• **Instructions for the task**
Your answer should be the lines of the material that include the word "rough".
"""
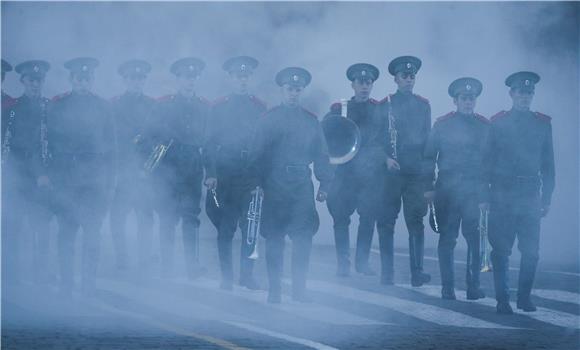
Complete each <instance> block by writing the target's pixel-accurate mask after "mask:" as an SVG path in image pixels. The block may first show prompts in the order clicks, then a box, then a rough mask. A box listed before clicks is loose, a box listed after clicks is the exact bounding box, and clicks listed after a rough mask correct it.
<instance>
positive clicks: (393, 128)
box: [387, 96, 397, 160]
mask: <svg viewBox="0 0 580 350" xmlns="http://www.w3.org/2000/svg"><path fill="white" fill-rule="evenodd" d="M387 103H388V104H389V109H388V118H389V129H388V133H389V140H390V142H391V148H392V149H393V154H392V156H393V159H394V160H397V126H396V124H395V116H394V115H393V107H392V106H391V96H389V97H388V99H387Z"/></svg>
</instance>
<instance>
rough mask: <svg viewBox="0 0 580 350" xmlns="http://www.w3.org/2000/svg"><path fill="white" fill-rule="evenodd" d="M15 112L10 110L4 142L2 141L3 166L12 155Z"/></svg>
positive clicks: (11, 110) (2, 159)
mask: <svg viewBox="0 0 580 350" xmlns="http://www.w3.org/2000/svg"><path fill="white" fill-rule="evenodd" d="M14 117H15V112H14V110H10V116H9V117H8V125H7V126H6V131H5V133H4V140H2V164H4V163H5V162H6V158H7V157H8V155H9V154H10V141H11V140H12V123H14Z"/></svg>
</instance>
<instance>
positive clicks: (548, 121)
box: [534, 112, 552, 123]
mask: <svg viewBox="0 0 580 350" xmlns="http://www.w3.org/2000/svg"><path fill="white" fill-rule="evenodd" d="M534 114H535V115H536V117H537V118H538V119H540V120H541V121H544V122H548V123H549V122H550V121H551V120H552V117H550V116H547V115H545V114H544V113H540V112H535V113H534Z"/></svg>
"""
• **Task solution**
Complete each <instance> block by writing the target's pixel-accurate mask after "mask:" as an SVG path in image pixels. The block may first show prompts in the order clicks, then a box, then a rough mask. A box listed before clicks is loose, a box listed after clicks is the exact bounding box, and clicks listed after a rough mask correct it.
rough mask: <svg viewBox="0 0 580 350" xmlns="http://www.w3.org/2000/svg"><path fill="white" fill-rule="evenodd" d="M15 112L10 110L4 142L2 141L3 166L12 155Z"/></svg>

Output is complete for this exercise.